→ Given request: Filter the rows below and copy each line that contains the string "What". Case counts.

>> START The records

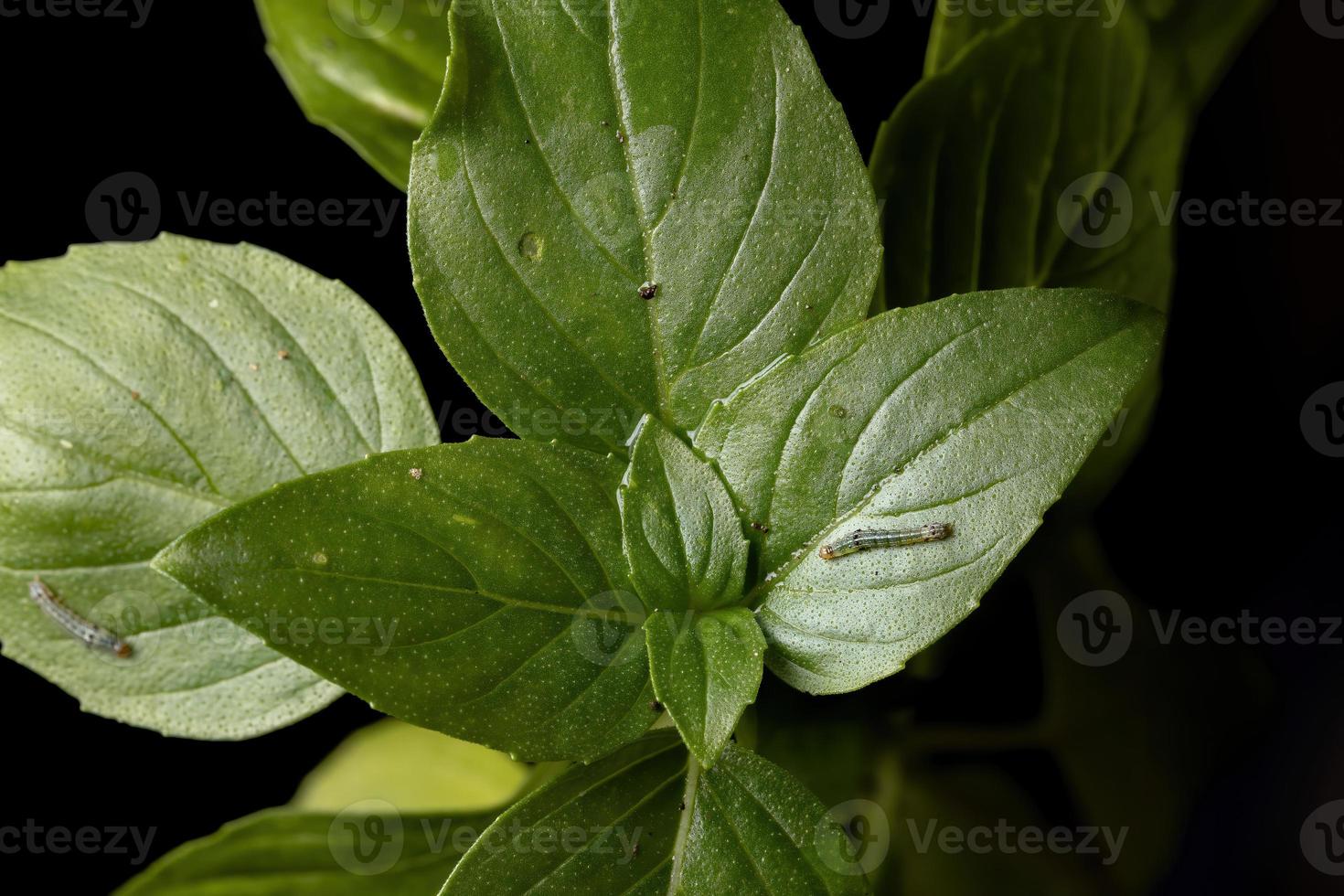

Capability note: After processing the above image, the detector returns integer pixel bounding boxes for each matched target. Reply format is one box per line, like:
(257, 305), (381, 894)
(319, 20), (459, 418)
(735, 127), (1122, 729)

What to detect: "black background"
(0, 0), (1344, 893)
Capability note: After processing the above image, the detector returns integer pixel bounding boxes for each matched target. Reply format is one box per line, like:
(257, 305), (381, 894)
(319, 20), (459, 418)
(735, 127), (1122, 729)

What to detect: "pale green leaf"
(115, 801), (492, 896)
(289, 719), (548, 816)
(257, 0), (449, 189)
(696, 290), (1163, 693)
(443, 731), (867, 896)
(0, 235), (437, 739)
(155, 439), (657, 761)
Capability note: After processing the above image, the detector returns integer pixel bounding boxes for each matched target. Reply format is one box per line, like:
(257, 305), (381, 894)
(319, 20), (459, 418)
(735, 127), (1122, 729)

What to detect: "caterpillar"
(28, 579), (131, 658)
(817, 523), (952, 560)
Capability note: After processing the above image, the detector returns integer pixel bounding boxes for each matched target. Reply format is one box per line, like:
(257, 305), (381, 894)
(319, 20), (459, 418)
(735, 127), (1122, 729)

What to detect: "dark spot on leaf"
(517, 234), (546, 262)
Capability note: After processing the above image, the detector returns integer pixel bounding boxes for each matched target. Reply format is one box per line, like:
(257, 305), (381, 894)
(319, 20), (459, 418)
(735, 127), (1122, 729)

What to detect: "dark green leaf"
(621, 419), (747, 610)
(257, 0), (449, 189)
(115, 801), (493, 896)
(872, 16), (1150, 305)
(443, 731), (866, 896)
(0, 235), (437, 739)
(155, 439), (657, 761)
(696, 290), (1163, 693)
(872, 0), (1269, 309)
(410, 0), (880, 450)
(644, 607), (766, 767)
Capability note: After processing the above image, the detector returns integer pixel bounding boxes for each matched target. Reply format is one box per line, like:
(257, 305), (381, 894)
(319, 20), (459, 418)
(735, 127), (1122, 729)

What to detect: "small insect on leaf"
(817, 523), (952, 560)
(28, 579), (131, 658)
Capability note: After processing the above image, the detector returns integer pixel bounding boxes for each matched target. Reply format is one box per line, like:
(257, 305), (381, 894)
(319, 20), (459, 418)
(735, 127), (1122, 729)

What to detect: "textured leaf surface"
(0, 237), (437, 738)
(443, 731), (866, 896)
(410, 0), (880, 450)
(257, 0), (449, 189)
(621, 421), (747, 610)
(871, 0), (1269, 310)
(644, 607), (766, 765)
(698, 290), (1163, 693)
(115, 804), (491, 896)
(156, 439), (657, 761)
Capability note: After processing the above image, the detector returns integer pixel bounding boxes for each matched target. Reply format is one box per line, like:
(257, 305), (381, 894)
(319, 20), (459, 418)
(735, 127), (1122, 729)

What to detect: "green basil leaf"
(155, 439), (657, 761)
(443, 731), (867, 896)
(644, 607), (766, 767)
(0, 235), (437, 739)
(696, 289), (1163, 693)
(115, 801), (492, 896)
(289, 719), (551, 816)
(620, 418), (747, 610)
(871, 0), (1267, 310)
(410, 0), (880, 452)
(257, 0), (449, 191)
(872, 16), (1150, 305)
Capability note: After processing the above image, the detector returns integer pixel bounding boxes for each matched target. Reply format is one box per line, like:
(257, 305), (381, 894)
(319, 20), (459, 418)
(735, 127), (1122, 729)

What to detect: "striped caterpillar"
(28, 579), (131, 658)
(817, 523), (952, 560)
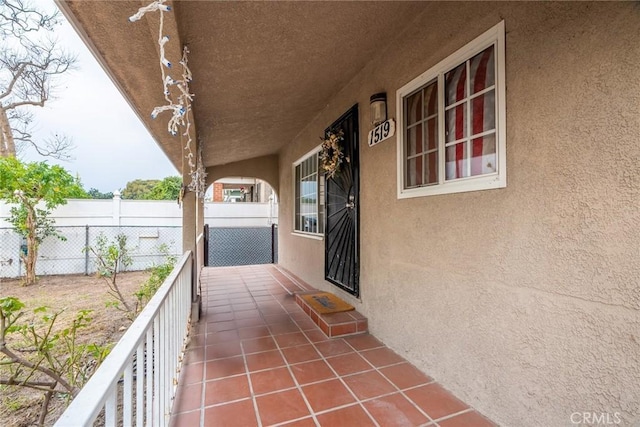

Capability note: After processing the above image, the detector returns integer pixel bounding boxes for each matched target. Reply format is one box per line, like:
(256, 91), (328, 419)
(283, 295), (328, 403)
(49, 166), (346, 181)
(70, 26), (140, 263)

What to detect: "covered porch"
(57, 0), (640, 426)
(170, 264), (495, 427)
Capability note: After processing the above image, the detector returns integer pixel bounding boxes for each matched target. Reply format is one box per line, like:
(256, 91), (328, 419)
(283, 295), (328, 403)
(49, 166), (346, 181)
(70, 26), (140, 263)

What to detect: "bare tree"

>> END The records

→ The answer:
What to detect: "black background"
What to detect: "pale green leaf"
What to detect: "caterpillar"
What to detect: "dark spot on leaf"
What to detect: "dark green leaf"
What to detect: "small insect on leaf"
What to detect: "textured leaf surface"
What to detect: "green basil leaf"
What to detect: "striped caterpillar"
What to detect: "covered porch"
What to detect: "bare tree"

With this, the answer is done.